** START OF SOURCE TEXT **

SE-0243: Codepoint and Character Literals

Or we just change the way Unicode.Scalars are printed.

My comment was directed at no one in particular, but rather to potential future posters in general. I saw no problem with what had been posted so far, which was a reasonable exploration of the area where the subjects intersect. I just knew it had potential to grow out of hand very quickly, and I did not want the review derailed.

1 Like

I accept this argument and retract my previous argument about alternative encodings.

I would support an ExpressibleByUnicodeScalarLiteral improvement with new _ExpressibleByBuiltinUnicodeScalarLiteral conformances:

extension UTF8 {
    //get rid of the old typealias to UInt8. Leave UInt8 alone!:
    struct CodeUnit: _ExpressibleByBuiltinUnicodeScalarLiteral, ExpressibleByUnicodeScalarLiteral {
        //8-bit only, compiler-enforced. Custom types can also use UTF8.CodeUnit as its UnicodeScalarLiteralType:
        typealias UnicodeScalarLiteralType = CodeUnit

        var value: UInt8
    }
}

This would use the well-known double quotes. It would add compiler-enforced 8- and 16-bit code unit types.

It would not pollute Integer APIs at all.

** END OF SOURCE TEXT **

STATED PROBLEM.
Answer these questions about the forum thread on codepoint and character literals:
1. What did the writer of the comment aimed at "potential future posters in general" not want to happen?
2. What type does the `value` property of the proposed `CodeUnit` struct hold?
3. What kind of quotes would the proposed improvement use?

** START OF RECORDED DATA **

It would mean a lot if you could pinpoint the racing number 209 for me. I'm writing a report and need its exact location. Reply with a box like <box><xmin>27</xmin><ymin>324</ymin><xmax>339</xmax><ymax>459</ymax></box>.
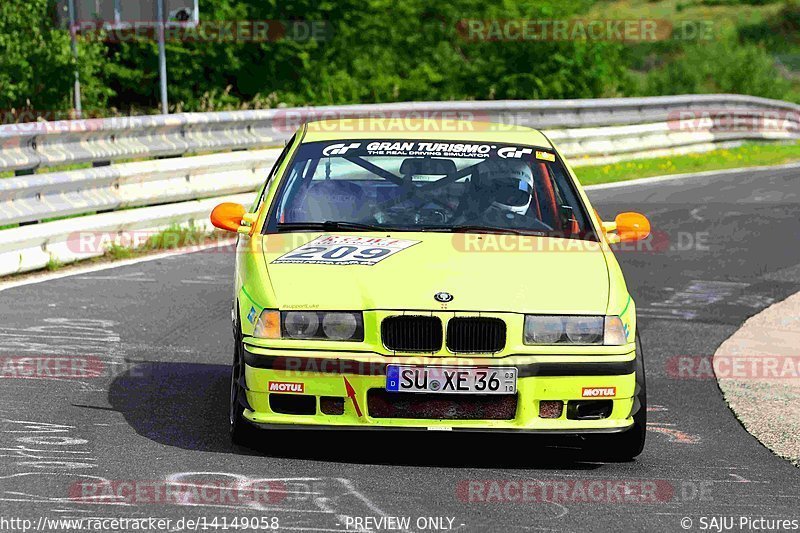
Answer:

** END OF RECORDED DATA **

RIGHT ANSWER.
1. The writer did not want the review derailed.
2. It holds `UInt8`.
3. It would use the well-known double quotes.